**Set of tasks**:
**1)** Reproduce the stretch of the price-increase article from "After a tactical" through "stagnation for many.".
**2)** According to the price-increase article, why did retailers and manufacturers hold prices steady or discount in late 2025? Answer in one to three sentences.
**3)** Write the next part of the article on early-2026 price increases, picking up after its last sentence.

After a tactical pause during the holiday shopping frenzy, U.S. companies are unleashing a fresh wave of price increases in early 2026, with hikes often exceeding typical January adjustments amid persistent tariffs, soaring labor expenses, and supply chain pressures. From apparel giants like Levi Strauss & Co. to spice purveyors McCormick & Co., firms are passing on costs to consumers, signaling a potential end to the brief reprieve that lured bargain-hunters last fall. Economists warn these “stronger-than-normal” escalations—particularly in electronics, appliances, and durable goods—could fuel inflation concerns while testing shopper tolerance in a post-pandemic economy still grappling with wage stagnation for many.
The shift marks a reversal from late 2025, when retailers and manufacturers held steady on pricing or even discounted to capture holiday demand, fearing a consumer pullback amid economic uncertainty. Now, with the festive dust settled, companies are recalibrating. Harvard Business School professor Alberto Cavallo’s daily online price tracking through February 10 shows a 2.3% uptick in costs for the most affordable imported goods since November’s lows. The Adobe Digital Price Index echoed this, reporting January’s largest monthly online price surge in 12 years, propelled by electronics (up 4.1%), computers (3.8%), appliances (3.2%), and furniture (2.9%).

**Given data**:

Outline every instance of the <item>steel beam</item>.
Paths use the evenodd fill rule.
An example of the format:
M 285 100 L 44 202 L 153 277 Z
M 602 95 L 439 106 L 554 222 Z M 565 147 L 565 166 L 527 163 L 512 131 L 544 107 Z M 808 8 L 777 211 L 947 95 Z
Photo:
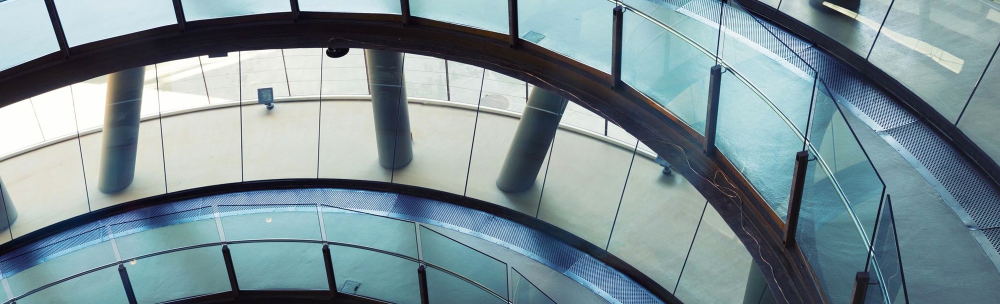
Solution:
M 538 87 L 531 91 L 528 106 L 524 108 L 500 169 L 497 188 L 504 192 L 531 189 L 556 137 L 567 103 L 565 98 L 551 91 Z

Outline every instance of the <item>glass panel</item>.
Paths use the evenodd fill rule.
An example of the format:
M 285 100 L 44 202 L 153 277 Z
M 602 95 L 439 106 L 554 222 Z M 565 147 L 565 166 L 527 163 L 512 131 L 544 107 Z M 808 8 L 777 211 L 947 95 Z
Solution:
M 298 212 L 291 212 L 292 210 Z M 320 239 L 319 217 L 316 215 L 315 205 L 274 208 L 219 206 L 219 211 L 236 214 L 221 217 L 226 240 Z M 245 212 L 258 213 L 240 214 Z
M 742 75 L 780 112 L 776 114 L 788 119 L 799 133 L 806 133 L 815 72 L 796 55 L 797 50 L 789 49 L 785 46 L 787 42 L 771 34 L 770 28 L 764 27 L 738 4 L 732 5 L 726 7 L 723 16 L 728 27 L 723 37 L 722 60 L 736 71 L 726 71 L 726 74 Z M 778 53 L 760 45 L 772 45 Z
M 177 24 L 170 0 L 55 0 L 69 46 Z
M 444 59 L 404 54 L 404 79 L 408 97 L 448 100 L 447 67 Z
M 363 245 L 417 257 L 417 234 L 414 223 L 329 207 L 324 207 L 323 211 L 323 225 L 326 227 L 326 238 L 329 241 Z
M 181 6 L 187 21 L 292 11 L 287 0 L 181 0 Z
M 605 0 L 521 0 L 517 3 L 518 35 L 610 73 L 614 8 L 614 3 Z
M 351 49 L 341 58 L 323 56 L 322 73 L 320 177 L 389 182 L 392 170 L 378 161 L 369 97 L 344 96 L 369 94 L 364 50 Z
M 54 280 L 53 280 L 54 281 Z M 118 269 L 108 267 L 33 293 L 17 303 L 108 303 L 127 304 Z
M 507 12 L 505 0 L 410 0 L 413 16 L 504 34 L 510 30 Z
M 464 276 L 482 284 L 483 286 L 486 286 L 498 294 L 507 295 L 507 264 L 504 262 L 472 249 L 472 247 L 465 246 L 458 241 L 448 238 L 424 226 L 420 226 L 420 248 L 425 262 Z M 430 279 L 431 268 L 432 267 L 427 268 L 428 282 L 432 281 Z M 448 275 L 448 277 L 451 276 Z M 454 279 L 460 280 L 458 278 Z M 429 286 L 432 284 L 428 283 L 427 285 Z M 478 287 L 475 286 L 473 286 L 473 288 L 478 289 Z M 453 297 L 447 298 L 456 299 Z M 457 303 L 477 302 L 460 301 Z
M 895 226 L 892 202 L 887 199 L 881 210 L 878 230 L 872 245 L 875 259 L 872 261 L 873 264 L 868 266 L 868 271 L 872 273 L 872 280 L 878 280 L 873 271 L 877 267 L 882 274 L 882 281 L 878 282 L 879 288 L 869 287 L 865 303 L 884 303 L 882 301 L 885 299 L 883 291 L 889 295 L 889 303 L 906 303 L 907 301 L 906 282 L 903 281 L 903 262 L 899 256 Z M 877 261 L 877 265 L 874 264 L 875 261 Z
M 1000 125 L 996 123 L 996 117 L 1000 117 L 997 103 L 1000 86 L 994 85 L 1000 83 L 1000 60 L 994 58 L 979 83 L 957 125 L 993 161 L 1000 163 Z
M 285 49 L 285 77 L 291 96 L 319 96 L 326 49 Z
M 632 11 L 624 27 L 622 81 L 704 133 L 714 59 Z
M 238 62 L 230 53 L 156 65 L 168 192 L 243 180 L 240 108 L 206 107 L 240 98 Z
M 676 30 L 699 48 L 712 55 L 715 54 L 719 41 L 718 23 L 721 8 L 718 1 L 624 0 L 622 2 L 656 20 L 657 23 Z M 706 15 L 708 18 L 701 15 Z M 627 33 L 629 27 L 626 26 L 625 29 Z M 625 39 L 629 39 L 628 35 L 625 35 Z
M 455 62 L 449 62 L 449 65 L 452 67 L 452 73 L 458 70 L 455 69 L 456 66 L 464 66 Z M 479 72 L 482 75 L 483 71 L 480 70 Z M 457 92 L 454 87 L 455 79 L 473 81 L 473 78 L 478 78 L 478 76 L 472 77 L 458 74 L 449 74 L 449 76 L 453 77 L 453 100 L 456 97 L 454 93 Z M 478 84 L 479 81 L 476 82 Z M 483 99 L 483 102 L 486 102 L 487 98 L 484 97 Z M 548 167 L 548 157 L 545 158 L 539 167 L 538 174 L 535 176 L 535 182 L 527 190 L 503 192 L 497 188 L 496 184 L 504 161 L 507 158 L 507 153 L 510 150 L 511 142 L 514 140 L 514 132 L 517 130 L 520 121 L 520 116 L 504 115 L 501 112 L 480 107 L 465 195 L 534 216 L 538 212 L 538 201 L 541 199 L 542 182 L 544 181 L 545 171 Z
M 330 257 L 340 292 L 391 303 L 420 303 L 417 262 L 341 246 L 330 246 Z
M 427 267 L 427 296 L 433 304 L 507 303 L 479 286 L 433 267 Z
M 809 140 L 851 203 L 865 234 L 871 235 L 885 186 L 864 148 L 855 139 L 847 120 L 849 116 L 843 111 L 830 96 L 817 93 Z M 860 121 L 856 123 L 861 124 Z
M 20 295 L 45 284 L 113 262 L 115 254 L 111 249 L 111 243 L 103 242 L 32 266 L 7 278 L 7 281 L 10 283 L 11 291 L 15 295 Z M 121 280 L 117 278 L 117 273 L 114 281 L 118 282 L 116 286 L 121 288 Z
M 642 269 L 660 286 L 672 288 L 687 258 L 705 198 L 679 173 L 664 174 L 663 170 L 653 154 L 636 154 L 607 250 Z
M 411 96 L 407 88 L 402 90 L 405 96 Z M 411 102 L 406 110 L 413 159 L 393 170 L 392 182 L 464 193 L 476 126 L 475 109 Z
M 87 198 L 87 183 L 81 164 L 80 141 L 76 134 L 76 121 L 73 115 L 73 94 L 69 87 L 40 96 L 39 104 L 33 101 L 20 102 L 0 108 L 0 124 L 6 124 L 4 118 L 12 118 L 12 127 L 25 130 L 28 136 L 20 132 L 4 132 L 0 134 L 0 142 L 12 141 L 15 146 L 40 143 L 45 139 L 51 141 L 39 145 L 31 151 L 20 155 L 10 155 L 0 161 L 0 176 L 3 177 L 4 193 L 10 198 L 16 212 L 16 221 L 10 231 L 0 233 L 4 241 L 16 238 L 42 227 L 59 221 L 84 214 L 91 210 Z M 58 115 L 46 113 L 48 108 L 58 106 Z M 45 108 L 43 111 L 38 109 Z M 35 113 L 43 113 L 35 118 Z M 53 117 L 65 118 L 53 123 Z M 44 128 L 39 126 L 44 122 Z M 29 126 L 35 123 L 34 126 Z M 29 126 L 17 128 L 18 126 Z M 51 128 L 56 126 L 56 128 Z M 34 130 L 32 130 L 34 129 Z M 51 138 L 43 137 L 48 130 L 70 131 Z M 65 136 L 63 136 L 65 135 Z M 16 149 L 16 148 L 15 148 Z M 40 166 L 44 167 L 41 169 Z M 96 183 L 96 181 L 92 181 Z M 59 191 L 38 191 L 48 189 L 52 185 L 60 185 Z M 13 217 L 13 214 L 11 214 Z
M 483 68 L 461 62 L 446 61 L 448 70 L 448 100 L 467 104 L 479 104 L 483 97 Z
M 163 215 L 163 218 L 173 216 L 197 216 L 198 213 L 211 216 L 212 207 L 205 207 L 199 210 L 188 212 L 171 213 Z M 162 219 L 152 218 L 149 221 Z M 130 223 L 125 223 L 128 225 Z M 117 227 L 111 226 L 111 229 Z M 115 244 L 118 245 L 118 253 L 123 259 L 137 257 L 157 251 L 179 248 L 184 246 L 214 243 L 219 241 L 219 229 L 215 225 L 214 218 L 157 227 L 155 229 L 133 233 L 124 236 L 115 236 Z
M 399 0 L 299 0 L 302 11 L 399 14 Z
M 674 295 L 691 304 L 745 303 L 747 270 L 752 263 L 740 239 L 708 206 Z
M 517 269 L 514 269 L 514 285 L 511 286 L 511 302 L 514 304 L 556 304 L 555 301 L 545 295 L 535 284 L 524 278 Z
M 240 289 L 321 289 L 326 281 L 323 245 L 251 243 L 229 245 Z
M 261 89 L 271 89 L 276 99 L 289 96 L 291 82 L 284 50 L 247 51 L 239 56 L 244 100 L 258 99 Z M 314 63 L 319 63 L 318 59 Z M 318 89 L 313 91 L 316 93 Z M 244 181 L 317 175 L 319 102 L 278 101 L 270 109 L 246 104 L 240 111 L 243 146 L 248 147 L 242 156 Z
M 556 131 L 538 219 L 606 248 L 635 144 Z
M 494 71 L 484 71 L 481 106 L 500 110 L 524 112 L 528 87 L 524 81 Z
M 810 161 L 795 236 L 831 303 L 849 302 L 854 275 L 865 268 L 868 246 L 830 177 Z
M 1000 4 L 897 0 L 868 60 L 956 121 L 1000 42 Z
M 229 291 L 221 246 L 189 249 L 125 263 L 139 303 Z
M 45 1 L 0 2 L 0 41 L 16 41 L 0 51 L 0 70 L 59 51 Z
M 732 73 L 722 74 L 721 86 L 716 144 L 784 219 L 795 153 L 802 151 L 802 140 L 775 110 Z
M 789 0 L 781 3 L 781 11 L 785 14 L 863 57 L 868 56 L 888 10 L 889 1 L 879 0 Z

**Answers per task**:
**1)**
After a tactical pause during the holiday shopping frenzy, U.S. companies are unleashing a fresh wave of price increases in early 2026, with hikes often exceeding typical January adjustments amid persistent tariffs, soaring labor expenses, and supply chain pressures. From apparel giants like Levi Strauss & Co. to spice purveyors McCormick & Co., firms are passing on costs to consumers, signaling a potential end to the brief reprieve that lured bargain-hunters last fall. Economists warn these “stronger-than-normal” escalations—particularly in electronics, appliances, and durable goods—could fuel inflation concerns while testing shopper tolerance in a post-pandemic economy still grappling with wage stagnation for many.

**2)** They held steady or discounted to capture holiday demand. They also feared a consumer pullback amid economic uncertainty.

**3)**
Levi Strauss exemplifies the trend. The denim icon implemented tariff-driven increases last month and is layering on more this February. Women’s ribcage straight ankle jeans now retail for $108, a $10 jump, while men’s original fit jeans climbed $5 to $84.50. “We’re strategically raising prices on newer, premium items while moderating hikes on entry-level products,” a Levi spokesperson said, noting efforts to offset duties on imported fabrics and components. The company’s shares (LEVI) dipped 1.2% to $22.45 in after-hours trading Wednesday, reflecting investor jitters over potential sales erosion, though year-to-date gains stand at 8% amid robust denim demand.